- Исходный отрывок -
· · ·

Чего не хватает в романе в смысле красочности целого по вине времени и места действия, вкладывается в отдельные образы; здесь скрыта главная тайна композиции «Вильгельма Мейстера»; мощь автора обнаруживается здесь в таком размахе, что даже самым обыкновенным лицам, например старой Барбаре, он сумел придать удивительно возвышенный характер: в тот момент, когда они произносят поистине трагические слова, герой романа как будто сам исчезает.
Что Сервантес должен был только изобрести, над тем немецкому автору пришлось долго размышлять и шаг за шагом прокладывать себе дорогу на неблагоприятной почве, и, чем меньше окружающая обстановка благоприятствовала его изобретательности по сравнению с Сервантесом, тем глубже был замысел, – внешний недостаток он восполняет путем внутренней силы замысла. Структура разработана со всем художественным блеском; в первом же зародыше одновременно были намечены и лист, и цветок, малейшее обстоятельство заранее предусмотрено, чтобы позднее неожиданно появиться вновь.
Помимо романа в его завершенной форме, поскольку он при известной ограниченности материала благодаря форме достигает общезначимости эпоса, нужно, конечно, признать право на существование и вообще за книгами романтического характера. Сюда относятся не новеллы и сказки из действительной или фантастической сферы, существующие сами по себе как подлинные мифы (в бессмертных новеллах Боккаччо), проявляющиеся во внешней стихии ритмической прозы, но другие шедевры смешанного состава, каковы «Персилес» Сервантеса, «Фьямметта» Боккаччо и, конечно, «Вертер»; впрочем, «Вертера» следует целиком отнести к юношеским годам, когда Гёте еще не отдавал себе правильного отчета в своем опыте возродившейся в нем поэзии, но поэма эта полна лирики и страсти при большой материальной силе, хотя место действия и лежит глубоко внутри, в одной лишь душе.
Что же касается прославленных английских романов, то я усматриваю в «Томе Джонсе» не картину мира, а картину нравов, написанную резкими красками, где и моральная противоположность между совершенно пошлым лицемером и здоровым, искренним молодым человеком проведена несколько грубо, с подражательным мастерством, но без всяких романтических и тонких черт. Ричардсон в «Памеле» и «Грандиссоне» едва возвышается над писателями-моралистами; в «Клариссе» он обнаруживает подлинный объективный талант в изложении, но опутанный педантизмом и чрезмерными подробностями. «Векфильдский священник» представляет несомненную ценность не как романтическое, а как объективное произведение, написанное в духе идиллии.

· · ·

- Исходные записи -
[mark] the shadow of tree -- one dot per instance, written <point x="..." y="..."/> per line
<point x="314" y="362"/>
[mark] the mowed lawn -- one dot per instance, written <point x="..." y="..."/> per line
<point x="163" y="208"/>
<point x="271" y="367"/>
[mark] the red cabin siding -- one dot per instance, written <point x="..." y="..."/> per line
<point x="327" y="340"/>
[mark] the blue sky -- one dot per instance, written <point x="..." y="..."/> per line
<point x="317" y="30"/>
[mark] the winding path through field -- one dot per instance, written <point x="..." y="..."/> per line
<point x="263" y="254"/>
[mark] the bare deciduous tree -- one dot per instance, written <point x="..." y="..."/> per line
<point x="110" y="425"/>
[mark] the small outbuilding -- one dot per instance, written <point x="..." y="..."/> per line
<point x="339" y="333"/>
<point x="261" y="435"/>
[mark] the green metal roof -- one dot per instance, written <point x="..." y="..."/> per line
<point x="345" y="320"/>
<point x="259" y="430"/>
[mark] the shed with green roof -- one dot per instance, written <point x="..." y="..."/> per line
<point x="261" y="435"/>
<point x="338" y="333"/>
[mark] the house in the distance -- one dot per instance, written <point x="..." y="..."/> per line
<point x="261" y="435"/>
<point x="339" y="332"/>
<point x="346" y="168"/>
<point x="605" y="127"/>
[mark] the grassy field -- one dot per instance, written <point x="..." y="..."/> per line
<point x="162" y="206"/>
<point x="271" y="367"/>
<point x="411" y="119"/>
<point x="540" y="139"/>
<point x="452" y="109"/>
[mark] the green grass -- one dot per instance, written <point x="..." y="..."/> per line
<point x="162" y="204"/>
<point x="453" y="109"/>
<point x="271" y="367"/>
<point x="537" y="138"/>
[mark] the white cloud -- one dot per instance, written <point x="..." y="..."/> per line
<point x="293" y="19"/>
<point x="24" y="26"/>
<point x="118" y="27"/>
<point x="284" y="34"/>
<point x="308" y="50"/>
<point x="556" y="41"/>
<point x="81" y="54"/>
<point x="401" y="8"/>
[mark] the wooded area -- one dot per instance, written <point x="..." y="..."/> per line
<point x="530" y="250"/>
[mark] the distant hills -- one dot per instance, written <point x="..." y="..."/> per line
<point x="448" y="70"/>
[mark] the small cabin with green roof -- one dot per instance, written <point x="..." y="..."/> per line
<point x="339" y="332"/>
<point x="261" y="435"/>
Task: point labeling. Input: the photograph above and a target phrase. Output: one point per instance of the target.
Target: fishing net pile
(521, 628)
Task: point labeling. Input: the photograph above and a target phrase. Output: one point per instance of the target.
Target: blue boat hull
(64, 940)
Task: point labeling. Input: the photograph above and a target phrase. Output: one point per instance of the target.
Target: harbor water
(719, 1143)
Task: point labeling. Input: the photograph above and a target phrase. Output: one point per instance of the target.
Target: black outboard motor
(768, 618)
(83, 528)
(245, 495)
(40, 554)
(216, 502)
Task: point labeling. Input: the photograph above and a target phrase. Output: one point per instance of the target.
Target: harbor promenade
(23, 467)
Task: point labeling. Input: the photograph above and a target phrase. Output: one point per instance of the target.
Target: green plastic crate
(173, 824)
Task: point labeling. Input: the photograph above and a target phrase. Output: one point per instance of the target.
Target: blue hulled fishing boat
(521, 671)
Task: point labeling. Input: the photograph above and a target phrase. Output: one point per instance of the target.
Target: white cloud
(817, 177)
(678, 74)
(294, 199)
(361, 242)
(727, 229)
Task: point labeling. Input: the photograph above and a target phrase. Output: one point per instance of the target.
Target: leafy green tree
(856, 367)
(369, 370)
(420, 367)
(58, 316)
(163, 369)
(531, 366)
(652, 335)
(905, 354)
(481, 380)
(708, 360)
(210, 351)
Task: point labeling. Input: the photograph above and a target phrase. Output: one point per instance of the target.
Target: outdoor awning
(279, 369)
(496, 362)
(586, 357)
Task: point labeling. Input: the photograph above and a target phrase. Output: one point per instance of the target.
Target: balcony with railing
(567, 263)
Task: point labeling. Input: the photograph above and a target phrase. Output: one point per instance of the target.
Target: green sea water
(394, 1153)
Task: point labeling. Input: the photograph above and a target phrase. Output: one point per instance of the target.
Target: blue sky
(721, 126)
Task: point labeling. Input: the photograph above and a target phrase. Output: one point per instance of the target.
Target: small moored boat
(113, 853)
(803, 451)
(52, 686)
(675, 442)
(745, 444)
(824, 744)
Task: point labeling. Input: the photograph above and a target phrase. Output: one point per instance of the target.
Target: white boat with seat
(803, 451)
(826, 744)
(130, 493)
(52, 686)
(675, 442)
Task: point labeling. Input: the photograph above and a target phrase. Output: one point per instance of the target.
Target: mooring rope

· · ·

- Цель задания 1 -
Какие романы Ричардсона упоминаются в отрывке?
- Цель задания 2 -
Соберите все строки записей, в которых встречается слово «white».
Отрывок и записи взяты из разных источников.

- Письменное решение 1 -
«Памела», «Грандиссон» и «Кларисса».

- Письменное решение 2 -
[mark] the white cloud -- one dot per instance, written <point x="..." y="..."/> per line
Target: white cloud
Target: white boat with seat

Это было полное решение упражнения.